_THE REQUEST_. Take the data below and repeat it exactly.

Excerpt from a dataset

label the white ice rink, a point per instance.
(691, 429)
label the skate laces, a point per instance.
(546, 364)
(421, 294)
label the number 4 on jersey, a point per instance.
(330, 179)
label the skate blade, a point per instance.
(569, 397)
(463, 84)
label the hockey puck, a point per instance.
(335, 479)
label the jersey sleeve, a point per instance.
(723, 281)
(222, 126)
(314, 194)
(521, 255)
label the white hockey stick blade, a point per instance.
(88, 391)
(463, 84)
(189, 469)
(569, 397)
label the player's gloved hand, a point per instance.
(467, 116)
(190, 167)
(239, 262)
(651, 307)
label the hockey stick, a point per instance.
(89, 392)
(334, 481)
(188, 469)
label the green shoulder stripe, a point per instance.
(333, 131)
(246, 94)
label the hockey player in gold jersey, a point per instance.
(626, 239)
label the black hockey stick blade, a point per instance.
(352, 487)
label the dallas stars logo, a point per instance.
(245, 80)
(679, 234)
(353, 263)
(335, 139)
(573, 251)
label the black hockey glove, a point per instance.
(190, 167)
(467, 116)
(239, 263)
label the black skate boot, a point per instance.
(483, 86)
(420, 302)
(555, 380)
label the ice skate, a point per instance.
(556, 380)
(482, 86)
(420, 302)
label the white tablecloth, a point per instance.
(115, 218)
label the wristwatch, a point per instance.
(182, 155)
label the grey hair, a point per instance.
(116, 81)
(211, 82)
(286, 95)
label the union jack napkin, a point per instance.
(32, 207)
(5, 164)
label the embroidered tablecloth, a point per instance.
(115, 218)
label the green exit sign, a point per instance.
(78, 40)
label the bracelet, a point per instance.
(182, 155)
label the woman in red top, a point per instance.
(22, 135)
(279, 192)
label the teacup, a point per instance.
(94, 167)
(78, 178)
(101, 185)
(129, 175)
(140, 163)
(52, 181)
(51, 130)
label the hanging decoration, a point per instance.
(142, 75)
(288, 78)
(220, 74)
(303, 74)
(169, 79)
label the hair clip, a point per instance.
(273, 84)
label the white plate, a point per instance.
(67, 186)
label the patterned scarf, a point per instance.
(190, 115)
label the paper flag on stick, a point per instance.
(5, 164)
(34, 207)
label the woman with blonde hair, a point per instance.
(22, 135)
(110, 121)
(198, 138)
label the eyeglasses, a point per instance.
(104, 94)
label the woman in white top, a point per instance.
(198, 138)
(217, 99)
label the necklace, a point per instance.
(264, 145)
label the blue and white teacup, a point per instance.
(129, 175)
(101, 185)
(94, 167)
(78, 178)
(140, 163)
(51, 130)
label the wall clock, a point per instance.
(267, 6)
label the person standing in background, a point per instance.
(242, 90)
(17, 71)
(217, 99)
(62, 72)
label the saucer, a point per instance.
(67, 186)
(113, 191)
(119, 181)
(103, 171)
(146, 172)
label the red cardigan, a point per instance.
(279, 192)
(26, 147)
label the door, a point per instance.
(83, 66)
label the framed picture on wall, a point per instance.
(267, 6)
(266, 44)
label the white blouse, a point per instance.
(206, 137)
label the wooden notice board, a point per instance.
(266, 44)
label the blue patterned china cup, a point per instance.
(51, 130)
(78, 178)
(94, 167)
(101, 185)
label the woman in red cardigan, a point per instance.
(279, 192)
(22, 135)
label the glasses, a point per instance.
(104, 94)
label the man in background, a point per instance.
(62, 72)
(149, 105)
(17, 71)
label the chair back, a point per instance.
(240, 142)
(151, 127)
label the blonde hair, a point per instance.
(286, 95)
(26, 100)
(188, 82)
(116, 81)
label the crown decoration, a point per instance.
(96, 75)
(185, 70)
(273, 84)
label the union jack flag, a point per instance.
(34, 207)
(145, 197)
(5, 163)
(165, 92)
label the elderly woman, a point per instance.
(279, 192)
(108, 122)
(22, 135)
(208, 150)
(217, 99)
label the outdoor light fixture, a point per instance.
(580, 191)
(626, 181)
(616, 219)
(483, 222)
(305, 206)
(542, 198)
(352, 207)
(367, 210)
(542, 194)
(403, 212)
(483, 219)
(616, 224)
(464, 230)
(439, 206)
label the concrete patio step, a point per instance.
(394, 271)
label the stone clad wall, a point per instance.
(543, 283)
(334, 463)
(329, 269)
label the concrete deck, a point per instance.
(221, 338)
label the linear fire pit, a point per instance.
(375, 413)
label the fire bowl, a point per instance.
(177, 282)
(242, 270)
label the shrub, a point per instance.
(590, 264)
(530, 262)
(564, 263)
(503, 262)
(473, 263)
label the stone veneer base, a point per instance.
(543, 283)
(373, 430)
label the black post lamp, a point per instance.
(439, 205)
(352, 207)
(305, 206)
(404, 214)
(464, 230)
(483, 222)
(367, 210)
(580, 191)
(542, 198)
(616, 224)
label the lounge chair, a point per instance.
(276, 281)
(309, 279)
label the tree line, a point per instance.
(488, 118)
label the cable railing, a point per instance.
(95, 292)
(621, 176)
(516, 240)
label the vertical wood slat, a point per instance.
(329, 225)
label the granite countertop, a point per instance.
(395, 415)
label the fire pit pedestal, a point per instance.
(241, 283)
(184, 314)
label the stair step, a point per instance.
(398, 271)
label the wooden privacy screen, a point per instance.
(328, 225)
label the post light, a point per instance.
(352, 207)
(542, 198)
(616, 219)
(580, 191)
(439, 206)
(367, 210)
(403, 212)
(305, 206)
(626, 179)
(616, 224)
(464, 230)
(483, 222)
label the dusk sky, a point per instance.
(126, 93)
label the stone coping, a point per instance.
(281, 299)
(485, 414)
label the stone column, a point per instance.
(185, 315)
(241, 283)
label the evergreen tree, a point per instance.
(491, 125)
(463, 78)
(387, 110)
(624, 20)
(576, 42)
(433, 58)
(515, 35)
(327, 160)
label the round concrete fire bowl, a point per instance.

_OUTPUT BELOW_.
label the white ice rink, a point per instance.
(691, 429)
label the skate laces, a point per instance.
(546, 364)
(421, 294)
label the number 4 on jersey, a point per instance.
(330, 179)
label the skate blade, a point per instance.
(569, 397)
(463, 84)
label the hockey puck, a point per instance.
(335, 479)
label the jersey sleeve, a point per instance.
(723, 281)
(222, 126)
(314, 194)
(521, 255)
label the white hockey stick blade, a point per instance.
(88, 391)
(463, 84)
(189, 469)
(569, 397)
label the player's gloved hand, a point per instance.
(467, 116)
(190, 167)
(239, 262)
(651, 307)
label the hockey stick, a point per instance.
(89, 392)
(334, 481)
(188, 469)
label the green shoulder stripe, a point per instance.
(333, 131)
(246, 94)
label the hockey player in gold jersey, a point per instance.
(626, 239)
label the black hockey stick blade, a point per instance.
(352, 487)
label the dallas stars logo, a point per instance.
(245, 80)
(679, 234)
(353, 263)
(335, 139)
(573, 251)
label the black hockey glove, a point per instance.
(190, 167)
(467, 116)
(239, 263)
label the black skate boot, a point per instance.
(483, 86)
(420, 302)
(555, 380)
label the ice skate, a point per instance.
(556, 380)
(482, 86)
(420, 302)
label the white tablecloth, a point per instance.
(115, 218)
label the wristwatch, a point per instance.
(182, 155)
label the grey hair, a point per instance.
(116, 81)
(211, 82)
(286, 95)
label the union jack napkin, a point per instance.
(32, 207)
(5, 164)
label the embroidered tablecloth, a point per instance.
(115, 218)
label the green exit sign, a point per instance.
(78, 40)
label the bracelet, a point per instance.
(182, 155)
label the woman in red top, a point per instance.
(22, 135)
(279, 192)
label the teacup, a point per instance.
(94, 167)
(78, 178)
(101, 185)
(129, 175)
(140, 163)
(52, 181)
(51, 130)
label the hanging decoration, a point per instance.
(142, 75)
(288, 78)
(220, 74)
(303, 74)
(169, 79)
label the hair clip, a point per instance.
(273, 84)
label the white plate, a point per instance.
(67, 186)
label the patterned scarf, a point per instance.
(190, 115)
label the paper flag on stick, a point per instance.
(5, 164)
(34, 207)
label the woman with blonde hair, a point per instance.
(22, 135)
(110, 121)
(198, 138)
label the eyeglasses, a point per instance.
(104, 94)
label the woman in white top, a point per instance.
(198, 138)
(217, 99)
label the necklace, a point per instance.
(264, 145)
label the blue and white teacup, a point per instance.
(129, 175)
(101, 185)
(94, 167)
(78, 178)
(140, 163)
(51, 130)
label the wall clock, a point per instance.
(267, 6)
label the person standing in background, a point per instance.
(242, 90)
(17, 71)
(217, 99)
(62, 72)
label the saucer, a point per instance.
(67, 186)
(113, 191)
(119, 181)
(103, 171)
(146, 172)
label the red cardigan, a point per instance.
(279, 192)
(26, 147)
label the door, a point per instance.
(83, 66)
label the framed picture on wall, a point per instance.
(267, 6)
(266, 44)
label the white blouse, a point per instance.
(206, 137)
label the wooden notice board, a point per instance.
(266, 44)
label the blue patterned china cup, a point per instance.
(51, 130)
(78, 178)
(94, 167)
(101, 185)
label the woman in red cardigan, a point per instance.
(279, 192)
(22, 135)
label the glasses, a point per instance.
(104, 94)
label the man in background, a point per instance.
(62, 72)
(149, 105)
(17, 71)
label the chair back, a point per instance.
(240, 142)
(151, 127)
label the blonde hair, a point per instance.
(286, 95)
(26, 100)
(188, 82)
(116, 81)
label the crown decoration, a point per instance.
(96, 75)
(185, 70)
(273, 84)
label the union jack flag, a point per instance.
(34, 207)
(145, 197)
(5, 163)
(165, 92)
label the elderly woman, a point per instance.
(279, 192)
(108, 122)
(22, 135)
(208, 150)
(217, 99)
label the outdoor light fixture, a point per instance.
(580, 191)
(626, 181)
(616, 219)
(483, 222)
(305, 206)
(542, 198)
(352, 207)
(367, 210)
(542, 194)
(403, 212)
(483, 219)
(616, 224)
(464, 230)
(439, 206)
label the concrete patio step, a point per instance.
(394, 271)
label the stone clad wall, a point per instance.
(543, 283)
(334, 463)
(329, 269)
label the concrete deck, a point per instance.
(221, 338)
label the linear fire pit, a point per instance.
(375, 413)
label the fire bowl, a point per instance.
(177, 282)
(242, 270)
label the shrub, a point per instance.
(590, 264)
(530, 262)
(564, 263)
(503, 262)
(473, 263)
label the stone veneer base, a point per instance.
(543, 283)
(373, 430)
label the black post lamp, a point per instance.
(439, 205)
(352, 207)
(305, 206)
(404, 214)
(464, 230)
(483, 222)
(367, 210)
(580, 191)
(542, 198)
(616, 224)
label the lounge chair, a point per instance.
(276, 281)
(309, 279)
label the tree line, a point per instance.
(488, 118)
label the cable railing, a point per instance.
(95, 292)
(621, 176)
(516, 240)
label the vertical wood slat, a point per instance.
(329, 225)
label the granite countertop, a point per instance.
(395, 415)
label the fire pit pedestal, a point per instance.
(241, 283)
(184, 314)
label the stair step, a point per instance.
(398, 271)
label the wooden privacy screen, a point per instance.
(328, 225)
label the post light, a point per instance.
(352, 207)
(542, 198)
(616, 219)
(580, 191)
(439, 206)
(367, 210)
(403, 212)
(305, 206)
(626, 179)
(616, 224)
(464, 230)
(483, 222)
label the dusk sky, a point per instance.
(126, 93)
label the stone coping, a point per instance.
(281, 299)
(485, 414)
label the stone column, a point per instance.
(185, 315)
(241, 283)
label the evergreen tree, a point per instance.
(491, 125)
(463, 78)
(387, 110)
(624, 20)
(576, 42)
(433, 58)
(515, 35)
(327, 160)
label the round concrete fire bowl, a point per instance.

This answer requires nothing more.